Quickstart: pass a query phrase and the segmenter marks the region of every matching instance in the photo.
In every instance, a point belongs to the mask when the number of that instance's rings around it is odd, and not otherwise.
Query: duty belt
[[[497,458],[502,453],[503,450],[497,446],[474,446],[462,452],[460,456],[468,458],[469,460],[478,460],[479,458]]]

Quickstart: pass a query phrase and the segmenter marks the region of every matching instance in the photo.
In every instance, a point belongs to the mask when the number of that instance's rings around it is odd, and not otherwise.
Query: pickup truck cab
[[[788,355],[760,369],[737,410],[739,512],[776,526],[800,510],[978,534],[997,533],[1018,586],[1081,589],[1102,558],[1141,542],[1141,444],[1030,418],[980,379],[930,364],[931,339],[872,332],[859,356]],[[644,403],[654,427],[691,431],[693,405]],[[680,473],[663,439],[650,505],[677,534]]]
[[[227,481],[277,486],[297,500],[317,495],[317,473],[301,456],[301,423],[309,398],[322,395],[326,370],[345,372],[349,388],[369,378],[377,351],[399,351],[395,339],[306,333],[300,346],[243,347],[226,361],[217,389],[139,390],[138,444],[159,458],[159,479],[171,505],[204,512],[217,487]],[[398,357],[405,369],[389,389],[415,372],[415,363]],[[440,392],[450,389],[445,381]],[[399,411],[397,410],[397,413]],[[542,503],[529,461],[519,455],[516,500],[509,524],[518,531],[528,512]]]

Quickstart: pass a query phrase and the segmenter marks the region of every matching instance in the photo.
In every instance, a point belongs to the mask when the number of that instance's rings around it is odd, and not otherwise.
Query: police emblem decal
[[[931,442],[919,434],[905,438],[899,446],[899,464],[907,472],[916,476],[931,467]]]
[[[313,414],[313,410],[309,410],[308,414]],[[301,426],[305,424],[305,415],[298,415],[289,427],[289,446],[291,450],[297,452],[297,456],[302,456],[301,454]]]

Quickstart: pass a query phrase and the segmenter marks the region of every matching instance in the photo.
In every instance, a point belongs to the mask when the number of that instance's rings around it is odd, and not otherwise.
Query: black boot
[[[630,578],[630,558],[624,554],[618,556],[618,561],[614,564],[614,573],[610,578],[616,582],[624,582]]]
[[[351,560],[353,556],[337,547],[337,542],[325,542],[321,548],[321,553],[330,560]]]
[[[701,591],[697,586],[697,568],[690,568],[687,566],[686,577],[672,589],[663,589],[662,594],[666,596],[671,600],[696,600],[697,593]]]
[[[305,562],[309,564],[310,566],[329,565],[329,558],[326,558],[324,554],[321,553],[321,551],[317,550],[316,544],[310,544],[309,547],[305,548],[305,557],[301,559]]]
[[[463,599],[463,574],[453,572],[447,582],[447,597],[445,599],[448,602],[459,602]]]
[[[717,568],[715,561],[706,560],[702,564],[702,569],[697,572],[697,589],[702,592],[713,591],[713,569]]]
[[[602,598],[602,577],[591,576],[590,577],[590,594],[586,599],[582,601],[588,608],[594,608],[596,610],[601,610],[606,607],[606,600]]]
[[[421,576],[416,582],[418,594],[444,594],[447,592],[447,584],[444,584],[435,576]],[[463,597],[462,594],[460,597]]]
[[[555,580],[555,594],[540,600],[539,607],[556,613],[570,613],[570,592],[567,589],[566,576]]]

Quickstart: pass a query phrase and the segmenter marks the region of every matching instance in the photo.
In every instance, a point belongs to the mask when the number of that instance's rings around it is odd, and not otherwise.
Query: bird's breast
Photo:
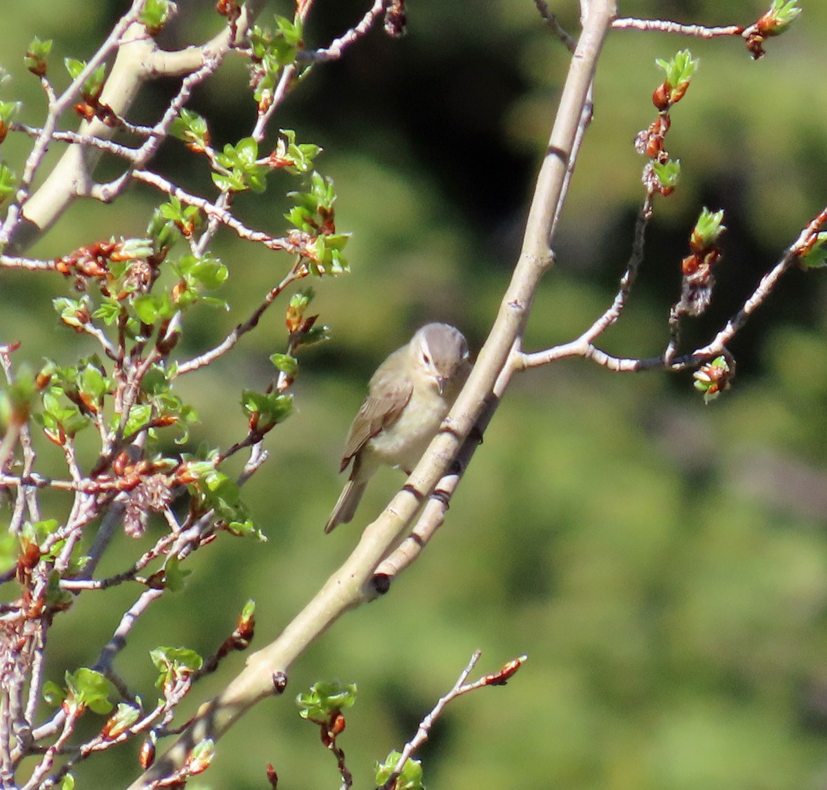
[[[369,442],[382,463],[411,469],[416,466],[448,413],[449,404],[435,388],[415,389],[393,424]]]

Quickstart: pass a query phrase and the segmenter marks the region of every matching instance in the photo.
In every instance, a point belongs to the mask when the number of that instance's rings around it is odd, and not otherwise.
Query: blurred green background
[[[662,351],[678,263],[702,206],[724,208],[729,231],[712,307],[687,326],[686,350],[737,309],[823,207],[827,5],[801,5],[793,30],[757,63],[739,41],[610,35],[557,266],[538,296],[528,347],[571,339],[614,296],[643,197],[632,141],[654,115],[656,57],[688,46],[701,61],[667,139],[682,181],[657,201],[640,280],[605,347]],[[65,55],[87,58],[126,6],[9,4],[0,52],[15,81],[2,98],[23,98],[25,120],[37,123],[43,100],[21,63],[31,36],[55,39],[56,65]],[[166,46],[219,29],[212,3],[179,6]],[[341,35],[366,6],[317,0],[308,45]],[[573,0],[550,6],[576,29]],[[619,6],[624,15],[708,25],[748,24],[765,8],[753,0]],[[290,13],[276,3],[265,17],[273,11]],[[316,284],[313,307],[332,339],[302,355],[296,414],[268,437],[270,459],[245,489],[269,543],[222,537],[198,552],[188,563],[187,589],[149,612],[118,658],[146,700],[155,698],[151,647],[209,654],[248,597],[258,602],[256,643],[264,644],[400,484],[398,472],[380,476],[356,523],[323,534],[342,482],[347,426],[378,362],[428,320],[455,323],[474,347],[493,320],[567,55],[530,0],[417,0],[409,13],[404,40],[376,31],[341,61],[317,67],[273,124],[272,135],[294,128],[299,141],[325,148],[317,166],[336,181],[339,228],[353,232],[352,273]],[[245,84],[231,59],[194,97],[217,146],[251,128]],[[174,89],[171,82],[147,86],[133,120],[155,118]],[[4,143],[12,165],[24,143]],[[174,142],[158,166],[212,194],[202,165]],[[263,198],[237,202],[239,213],[278,232],[280,189],[293,187],[273,178]],[[111,234],[140,235],[156,200],[141,188],[112,206],[79,203],[32,251],[54,256]],[[229,234],[213,250],[230,266],[222,295],[234,312],[194,314],[181,358],[223,338],[289,266]],[[0,339],[23,341],[17,358],[69,362],[93,350],[51,311],[50,299],[68,292],[68,282],[2,276]],[[529,660],[507,687],[449,706],[420,754],[432,788],[827,788],[825,295],[823,275],[791,272],[731,346],[734,389],[707,407],[689,374],[620,376],[569,361],[520,376],[421,560],[387,597],[347,615],[303,657],[285,698],[237,725],[199,784],[265,787],[269,761],[280,788],[336,786],[334,761],[292,698],[317,679],[338,677],[359,684],[341,745],[357,786],[370,787],[373,761],[414,735],[480,648],[481,672],[522,653]],[[181,381],[201,416],[194,442],[227,447],[243,435],[239,390],[266,385],[267,357],[283,350],[283,307],[237,352]],[[47,468],[59,460],[47,448],[41,457]],[[123,539],[101,572],[123,569],[152,539]],[[55,622],[49,676],[93,661],[139,591],[81,596]],[[187,710],[242,661],[228,658]],[[137,772],[134,752],[90,760],[79,786],[127,783]]]

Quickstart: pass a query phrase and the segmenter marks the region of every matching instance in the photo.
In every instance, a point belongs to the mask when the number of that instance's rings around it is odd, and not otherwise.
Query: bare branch
[[[740,36],[743,27],[740,25],[728,25],[724,27],[705,27],[703,25],[681,25],[680,22],[665,19],[635,19],[624,17],[612,22],[614,30],[636,30],[641,31],[657,31],[661,33],[679,33],[695,38],[717,38],[721,36]]]

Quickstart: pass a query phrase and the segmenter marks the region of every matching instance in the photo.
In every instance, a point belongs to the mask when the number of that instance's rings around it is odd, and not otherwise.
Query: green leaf
[[[155,681],[158,688],[191,675],[203,665],[201,656],[189,648],[158,647],[150,651],[150,658],[160,673]]]
[[[150,36],[156,36],[177,11],[172,0],[146,0],[138,19]]]
[[[385,759],[384,763],[376,763],[375,783],[377,787],[381,787],[388,781],[401,759],[402,754],[400,752],[392,751]],[[422,783],[422,763],[419,760],[409,758],[405,760],[404,765],[402,766],[402,771],[396,780],[396,784],[394,785],[394,790],[423,790],[423,787]]]
[[[23,58],[26,69],[38,77],[45,77],[46,74],[46,58],[51,52],[51,39],[41,40],[36,36],[29,42]]]
[[[17,174],[4,161],[0,160],[0,203],[14,194],[17,184]]]
[[[66,690],[58,686],[55,681],[47,680],[43,684],[43,699],[46,705],[50,705],[55,708],[60,707],[65,698]]]
[[[816,234],[815,242],[799,257],[798,262],[805,269],[820,269],[827,266],[827,231]]]
[[[289,354],[272,354],[270,361],[288,378],[294,379],[299,372],[299,360]]]
[[[124,436],[132,436],[140,431],[152,419],[152,406],[150,404],[136,404],[129,409],[127,424],[123,427]]]
[[[245,390],[241,393],[241,406],[247,417],[257,415],[261,429],[276,425],[289,417],[293,411],[293,395]]]
[[[109,695],[115,693],[114,687],[99,672],[81,667],[74,674],[66,672],[66,687],[69,689],[67,702],[72,706],[84,706],[93,713],[106,714],[112,709]]]
[[[332,713],[349,708],[356,701],[356,684],[342,683],[339,681],[319,681],[310,687],[310,691],[296,697],[299,715],[311,721],[326,721]]]
[[[164,587],[170,592],[179,592],[184,587],[184,580],[192,571],[182,570],[177,557],[169,557],[164,564]]]
[[[86,68],[85,60],[78,60],[75,58],[64,58],[63,63],[72,79],[77,79],[80,73]]]
[[[206,120],[198,113],[194,113],[186,108],[181,108],[178,117],[170,124],[170,134],[179,140],[183,140],[195,151],[203,151],[209,147],[209,127]]]
[[[126,732],[141,716],[141,709],[127,702],[118,702],[115,712],[103,726],[103,735],[108,740]]]
[[[257,538],[261,543],[267,543],[267,536],[249,519],[246,521],[229,521],[227,531],[237,538]]]

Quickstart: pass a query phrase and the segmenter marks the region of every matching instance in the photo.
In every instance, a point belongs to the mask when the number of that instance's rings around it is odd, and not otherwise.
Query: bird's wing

====================

Direction –
Extract each line above that contains the string "bird". Matching is case-sensitive.

Answer to this problem –
Query: bird's breast
Query: bird's wing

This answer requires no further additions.